▶ _WHAT YOU WILL DO_:
Go through the entries, filter for the word "exact", and copy every line that has it.
•••••
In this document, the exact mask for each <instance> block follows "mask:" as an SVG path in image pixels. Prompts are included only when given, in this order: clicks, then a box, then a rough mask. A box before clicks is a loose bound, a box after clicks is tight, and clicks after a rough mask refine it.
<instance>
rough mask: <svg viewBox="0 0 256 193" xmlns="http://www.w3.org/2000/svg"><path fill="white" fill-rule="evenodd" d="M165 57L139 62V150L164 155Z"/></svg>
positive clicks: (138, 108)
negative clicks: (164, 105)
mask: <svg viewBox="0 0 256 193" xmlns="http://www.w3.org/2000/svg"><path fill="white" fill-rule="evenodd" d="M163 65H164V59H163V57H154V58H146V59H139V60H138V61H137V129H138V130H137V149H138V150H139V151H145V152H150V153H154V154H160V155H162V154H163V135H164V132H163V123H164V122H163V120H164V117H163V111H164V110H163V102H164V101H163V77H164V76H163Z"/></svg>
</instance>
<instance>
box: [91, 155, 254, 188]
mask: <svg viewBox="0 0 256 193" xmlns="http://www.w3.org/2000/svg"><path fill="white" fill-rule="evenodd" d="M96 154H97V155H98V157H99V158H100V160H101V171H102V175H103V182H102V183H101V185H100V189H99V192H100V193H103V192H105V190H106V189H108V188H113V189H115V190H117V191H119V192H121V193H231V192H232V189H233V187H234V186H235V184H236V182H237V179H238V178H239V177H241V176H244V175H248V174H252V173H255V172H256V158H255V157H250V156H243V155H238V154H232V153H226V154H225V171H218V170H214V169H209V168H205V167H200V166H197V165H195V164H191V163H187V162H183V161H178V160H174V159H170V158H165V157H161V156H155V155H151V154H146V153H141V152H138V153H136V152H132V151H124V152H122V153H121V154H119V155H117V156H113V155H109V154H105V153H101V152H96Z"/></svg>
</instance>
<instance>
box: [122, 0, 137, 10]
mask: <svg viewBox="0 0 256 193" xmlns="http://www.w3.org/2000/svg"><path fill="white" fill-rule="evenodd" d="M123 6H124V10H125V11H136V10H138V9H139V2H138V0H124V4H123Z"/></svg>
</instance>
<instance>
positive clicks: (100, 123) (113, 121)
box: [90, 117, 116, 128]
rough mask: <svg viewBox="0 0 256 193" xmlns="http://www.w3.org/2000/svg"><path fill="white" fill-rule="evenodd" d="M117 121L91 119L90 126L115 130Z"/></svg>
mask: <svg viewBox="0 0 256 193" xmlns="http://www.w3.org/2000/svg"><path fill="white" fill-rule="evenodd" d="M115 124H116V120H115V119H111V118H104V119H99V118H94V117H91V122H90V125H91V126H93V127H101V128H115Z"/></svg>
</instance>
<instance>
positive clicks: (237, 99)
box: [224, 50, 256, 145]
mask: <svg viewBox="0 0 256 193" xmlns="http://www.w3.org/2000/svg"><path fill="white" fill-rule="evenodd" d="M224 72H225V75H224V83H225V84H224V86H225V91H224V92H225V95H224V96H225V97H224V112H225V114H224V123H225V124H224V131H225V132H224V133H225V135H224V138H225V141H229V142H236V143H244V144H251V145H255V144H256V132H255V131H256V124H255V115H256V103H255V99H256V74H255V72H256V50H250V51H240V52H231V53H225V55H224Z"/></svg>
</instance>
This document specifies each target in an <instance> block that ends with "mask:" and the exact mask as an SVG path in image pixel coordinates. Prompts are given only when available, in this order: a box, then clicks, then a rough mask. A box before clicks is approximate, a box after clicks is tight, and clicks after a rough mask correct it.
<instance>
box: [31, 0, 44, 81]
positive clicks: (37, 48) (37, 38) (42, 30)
•••••
▶ _TASK OUTPUT_:
In this document, the exact mask for each <instance> block follows "mask:" as an SVG path in image pixels. Prompts are included only when given, in this order: clicks, then a box, then a rough mask. A box before clicks is a loose bound, a box after clicks is tight, and clicks after a rough mask refine it.
This document specifies each target in an <instance> block that ends with "mask:" and the exact mask as an SVG path in image pixel coordinates. Prompts are given only when available, in this order: a box, then clicks, then a rough mask. A box before clicks is approximate, a box after clicks is tight, and clicks after a rough mask correct it.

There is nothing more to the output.